**Selected passage**
::::::::
Remove the whole bulb clump, block seed drop, and keep new shoots in the dark until the patch runs out of stored energy.
Chives are a handy herb when they stay put. When they don’t, they show up as thin green tubes in spring, a mild onion smell when you pinch a leaf, and purple pom-pom flowers that seem to appear everywhere. The frustration comes from one simple fact: you can pull the greens and still leave the bulbs behind. Then the plant pops right back up.
This is a practical, bed-safe way to clear them and keep them gone. You’ll start with a quick check, then use a removal method that fits your patch, then finish with a prevention routine that stops the repeat performance.
Know What Makes Chives Return
Garden chives (Allium schoenoprasum) grow as tight clumps fed by small underground bulbs. If you tug the leaves, they can snap while bulbs stay in the soil. Chives can also spread by seed if flower heads are left to fade. The University of Illinois Extension notes both habits: clump growth from bulbs and self-sowing when flowers aren’t removed. Illinois Extension chives profile
So the fix has two parts:
- Bulb work: lift and remove the entire cluster, including offsets.
::::::::
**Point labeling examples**
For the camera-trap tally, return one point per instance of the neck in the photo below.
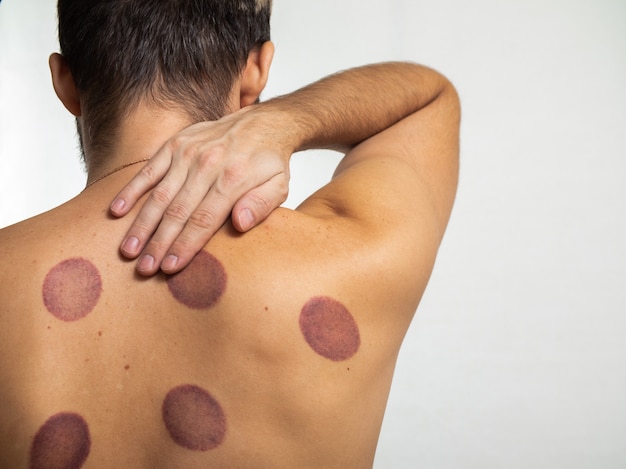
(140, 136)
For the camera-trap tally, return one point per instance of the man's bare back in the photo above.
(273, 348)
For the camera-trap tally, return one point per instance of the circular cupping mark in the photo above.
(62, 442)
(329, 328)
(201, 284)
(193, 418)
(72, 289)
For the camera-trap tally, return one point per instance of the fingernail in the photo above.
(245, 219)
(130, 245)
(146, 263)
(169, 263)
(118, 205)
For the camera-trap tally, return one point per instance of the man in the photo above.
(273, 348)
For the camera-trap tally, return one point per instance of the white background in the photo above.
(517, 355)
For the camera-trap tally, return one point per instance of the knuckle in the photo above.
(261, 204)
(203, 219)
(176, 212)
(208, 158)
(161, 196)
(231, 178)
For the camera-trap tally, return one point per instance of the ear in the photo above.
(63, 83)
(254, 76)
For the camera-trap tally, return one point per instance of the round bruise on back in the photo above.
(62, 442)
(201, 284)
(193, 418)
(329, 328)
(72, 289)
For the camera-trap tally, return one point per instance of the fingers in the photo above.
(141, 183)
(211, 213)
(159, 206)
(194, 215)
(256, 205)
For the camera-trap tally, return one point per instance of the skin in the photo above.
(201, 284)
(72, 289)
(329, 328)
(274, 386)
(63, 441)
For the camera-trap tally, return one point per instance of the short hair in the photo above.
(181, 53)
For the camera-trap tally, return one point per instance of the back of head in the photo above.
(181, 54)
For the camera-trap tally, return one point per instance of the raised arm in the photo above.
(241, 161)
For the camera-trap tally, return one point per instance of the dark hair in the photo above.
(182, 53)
::::::::
**Tasks to perform**
[1] List the signs by which the chives article says you can tell chives have spread.
[2] Resume the article on getting rid of chives, starting right after its final line.

**Responses**
[1]
- Thin green tubes in spring
- A mild onion smell when you pinch a leaf
- Purple pom-pom flowers that seem to appear everywhere

[2]
- Seed work: keep flower heads from dropping seed while you’re clearing the patch.
Quick Triage Before You Touch A Tool
Answer these four questions. They point you to the least messy approach.
- Patch size: one clump, a line along edging, or a whole bed?
- Neighbors: is the clump sitting alone, or woven through roots you want to keep?
- Surface: open soil, lawn, gravel, or between pavers?
- Seed stage: flowers forming, open blooms, or dried heads?
If you see flowers or dried heads, clip them first and bag them. That stops you from spreading seed while you work.
How To Get Rid Of Chives In Garden: Step-By-Step
Step 1: Wet The Soil And Mark The Edge
Work in moist soil. Water the day before, or dig after rain. Then trace a ring around the patch 3–5 inches outside the leaves. That ring is your “no-cut” zone where bulbs may be hiding.
Step 2: Lift The Clump Without Slicing It
Slide a garden fork into the ring, rock it back to lift the soil, then repeat around the patch. Once the soil loosens, slip a spade under the clump and lift the whole mass like a shallow plate. Drop it onto a tarp so you can work cleanly.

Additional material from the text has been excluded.